» Provided passage
──────

The Coalition’s plan to reduce international student numbers – some first thoughts

As rumoured in recent months, the Coalition has decided, if it wins office on 3 May, to cap commencing international student enrolments at a percentage of all commencing enrolments. The precise number is yet to be settled, but is expected to be around 25% and will only apply to public universities.

Student experience as well as migration concerns

A key conceptual difference with the government’s policy is that the Coalition wants to improve the domestic student experience as well as take pressure off accommodation markets. That’s why they chose a % of enrolments rather than, as under Labor, formulas driven by past enrolment patterns – although Labor did include a penalty for institutions with high concentrations of international students.

So far as I know, no careful research examines whether high concentrations of international students adversely affect domestic students in measurable ways. There are many anecdotal complaints, especially around group assignments. Is it a coincidence that computing, engineering and business courses, which have high concentrations of international students, have relatively low student satisfaction (chart below)?

Perhaps international students have nothing to do with it. Long ago, looking at the old CEQ results, I observed that students in vocational courses seem less satisfied than other students. Speculatively they have more instrumental motivations, and so enjoy study less. They study in fields where universities compete with industry and the professions for staff. Academic salaries might not attract the best possible teachers.

Questions about the domestic student experience are at least worth asking and answering as best we can. Universities are too conflicted to do it or release the results if they do. It’s another argument for making higher education data available to researchers inside and outside the academy (e61 is doing a great job on this kind of research).

A proportion of a variable number

In itself, a fixed proportion of enrolments would provide an easier-to-explain and more transparent international student capping formula than Labor’s 2024 proposal.

But the denominator of total enrolments moves constantly as students enrol and finish or drop out during the year.

From a policy implementation perspective, the government is either unable or unwilling to provide up-to-date enrolment figures that include domestic students. TCSI was supposed to fix this problem but instead it seems to have made things worse.

Perhaps the base number could be domestic students in the year preceding the regulated year, but even that figure cannot be produced with 100% accuracy on timelines that match the recruitment period for international students.

Non-public university providers

The 25% limit would not apply to private higher education and vocational education providers. It would not make sense for some of them, since international students are their main market.

The Coalition’s media release say there would be a total cap of 125,000 for these providers. That’s about 7,000 less than under Labor.

From the questions and statements of Coalition senators during the various inquiries into Labor’s bill there would be a more nuanced examination of provider circumstances.

Regardless of who is in power I expect a cleaning out of the more dubious vocational education providers.

With weak demand for vocational education visas it should also be the case that some providers have within-cap places they cannot use. These can be redistributed to providers that have demand exceeding their cap (or a cap-and-trade system could be established).

Definition of commencing enrolments

I presume that offshore students are excluded from both the international student and the total commencing enrolment counts. That is not expressly stated in the Coalition media release, but offshore students are irrelevant to migration and domestic student experience concerns.

──────

» Stored data
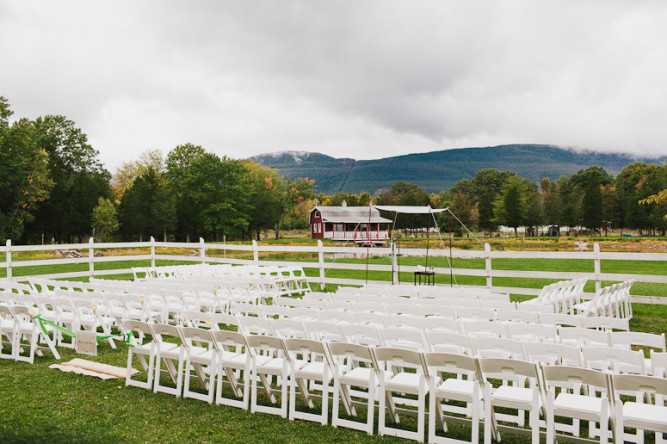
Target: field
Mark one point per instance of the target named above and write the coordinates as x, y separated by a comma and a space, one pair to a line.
39, 404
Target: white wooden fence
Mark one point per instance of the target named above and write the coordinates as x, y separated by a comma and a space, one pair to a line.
323, 266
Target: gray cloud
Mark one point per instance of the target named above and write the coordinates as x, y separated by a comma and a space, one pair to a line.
348, 78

──────

» Set problem A
Retype the part of the piece on the Coalition's international student cap that starts with the words containing "But the denominator" and ends with "made things worse.", keeping every word and mark unchanged.
» Set problem B
Using the piece on the Coalition's international student cap, answer these:
(i) Around what percentage is the cap expected to be set?
(ii) What total cap does the Coalition's media release give for private higher education and vocational education providers?
(iii) Which three kinds of courses are said to have high concentrations of international students?

» Full response A
But the denominator of total enrolments moves constantly as students enrol and finish or drop out during the year.

From a policy implementation perspective, the government is either unable or unwilling to provide up-to-date enrolment figures that include domestic students. TCSI was supposed to fix this problem but instead it seems to have made things worse.

» Full response B
(i) Around 25%.
(ii) 125,000.
(iii) Computing, engineering and business.